** Opening Selected excerpt block **
Claimant v Ikea Distribution Services Limited
Outcome
Individual claims
The tribunal found the respondent genuinely believed the claimant could no longer perform his Co-worker role after 2.5 years of light duties with no prognosis for recovery. The respondent had reasonable grounds based on GP fit notes, multiple OH reports, and the claimant's inability to provide a recovery timeline. The respondent adequately consulted the claimant through six capability meetings, three welfare meetings, and several OH referrals over 2.5 years. Dismissal fell within the band of reasonable responses given the prolonged period, lack of medical evidence of improvement, and operational need for all workers to rotate tasks including heavy lifting.
The tribunal found the respondent followed GP and OH advice by placing the claimant on light duties from September 2021 onwards and did not require him to carry out inappropriate heavy duties. Managers' questions about prognosis and recovery timescales were not harassment but necessary and supportive enquiries to understand the claimant's condition and provide appropriate support. Dismissal after 2.5 years was a proportionate means of achieving the legitimate aim of adequate resourcing, given the claimant could not perform the full Co-worker role, had provided no recovery timeline despite two trips to Egypt for treatment, and the operational need for all workers to rotate including heavy lifting tasks.
** Closing Selected excerpt block **
** Opening Information provided block **
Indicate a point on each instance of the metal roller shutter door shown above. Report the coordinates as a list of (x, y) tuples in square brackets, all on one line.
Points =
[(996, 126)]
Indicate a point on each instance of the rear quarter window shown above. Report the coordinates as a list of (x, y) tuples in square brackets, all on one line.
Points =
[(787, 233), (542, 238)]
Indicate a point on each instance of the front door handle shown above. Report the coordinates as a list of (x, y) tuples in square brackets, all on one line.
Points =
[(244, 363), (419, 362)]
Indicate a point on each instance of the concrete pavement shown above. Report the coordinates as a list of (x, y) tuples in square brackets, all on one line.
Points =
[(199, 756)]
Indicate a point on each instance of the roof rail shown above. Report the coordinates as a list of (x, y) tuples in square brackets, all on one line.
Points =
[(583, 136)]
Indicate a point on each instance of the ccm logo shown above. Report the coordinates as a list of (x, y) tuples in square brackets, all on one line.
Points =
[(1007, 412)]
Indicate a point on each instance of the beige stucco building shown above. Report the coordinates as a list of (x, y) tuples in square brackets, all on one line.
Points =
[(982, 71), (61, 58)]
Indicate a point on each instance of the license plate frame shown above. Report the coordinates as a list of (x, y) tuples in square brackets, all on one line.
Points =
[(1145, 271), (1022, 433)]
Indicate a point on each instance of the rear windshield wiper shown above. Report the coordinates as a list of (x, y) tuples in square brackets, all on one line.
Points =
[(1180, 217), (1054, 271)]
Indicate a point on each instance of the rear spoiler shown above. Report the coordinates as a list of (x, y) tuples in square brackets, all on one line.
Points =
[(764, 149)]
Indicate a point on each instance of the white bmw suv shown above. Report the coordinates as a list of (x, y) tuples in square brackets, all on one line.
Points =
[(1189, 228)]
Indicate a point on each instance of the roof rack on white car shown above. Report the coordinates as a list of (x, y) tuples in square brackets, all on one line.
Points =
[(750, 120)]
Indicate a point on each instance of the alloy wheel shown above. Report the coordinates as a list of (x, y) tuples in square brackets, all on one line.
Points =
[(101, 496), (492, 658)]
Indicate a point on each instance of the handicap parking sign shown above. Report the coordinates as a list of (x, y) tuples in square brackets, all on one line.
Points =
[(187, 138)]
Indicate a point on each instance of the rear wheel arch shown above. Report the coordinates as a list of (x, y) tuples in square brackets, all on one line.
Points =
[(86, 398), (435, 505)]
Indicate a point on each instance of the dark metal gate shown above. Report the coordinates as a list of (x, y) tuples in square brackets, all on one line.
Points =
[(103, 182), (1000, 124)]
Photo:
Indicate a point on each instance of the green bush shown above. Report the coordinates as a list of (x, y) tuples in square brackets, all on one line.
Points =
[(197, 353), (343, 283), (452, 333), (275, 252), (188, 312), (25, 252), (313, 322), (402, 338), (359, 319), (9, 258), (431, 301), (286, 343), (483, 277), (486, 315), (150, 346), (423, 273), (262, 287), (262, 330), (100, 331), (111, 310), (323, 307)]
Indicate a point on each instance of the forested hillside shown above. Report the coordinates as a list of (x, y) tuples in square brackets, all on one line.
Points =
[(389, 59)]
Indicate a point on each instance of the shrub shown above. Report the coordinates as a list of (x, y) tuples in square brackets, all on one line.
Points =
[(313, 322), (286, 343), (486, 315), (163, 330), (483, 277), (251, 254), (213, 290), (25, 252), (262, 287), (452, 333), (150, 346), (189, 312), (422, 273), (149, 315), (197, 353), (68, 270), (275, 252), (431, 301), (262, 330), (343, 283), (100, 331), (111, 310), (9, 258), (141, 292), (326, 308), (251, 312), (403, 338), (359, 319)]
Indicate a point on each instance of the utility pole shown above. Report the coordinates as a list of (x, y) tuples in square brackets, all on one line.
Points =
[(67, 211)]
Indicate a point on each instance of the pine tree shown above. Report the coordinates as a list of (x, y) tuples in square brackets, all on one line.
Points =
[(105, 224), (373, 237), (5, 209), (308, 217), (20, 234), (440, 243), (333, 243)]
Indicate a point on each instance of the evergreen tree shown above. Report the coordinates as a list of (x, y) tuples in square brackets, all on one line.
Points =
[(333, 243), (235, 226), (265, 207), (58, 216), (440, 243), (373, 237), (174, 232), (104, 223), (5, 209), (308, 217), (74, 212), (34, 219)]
** Closing Information provided block **
### Exercise directions
According to the tribunal outcome, through which means did the respondent consult the claimant over the 2.5 years? List every one it names.

### Worked solution
- Six capability meetings
- Three welfare meetings
- Several OH referrals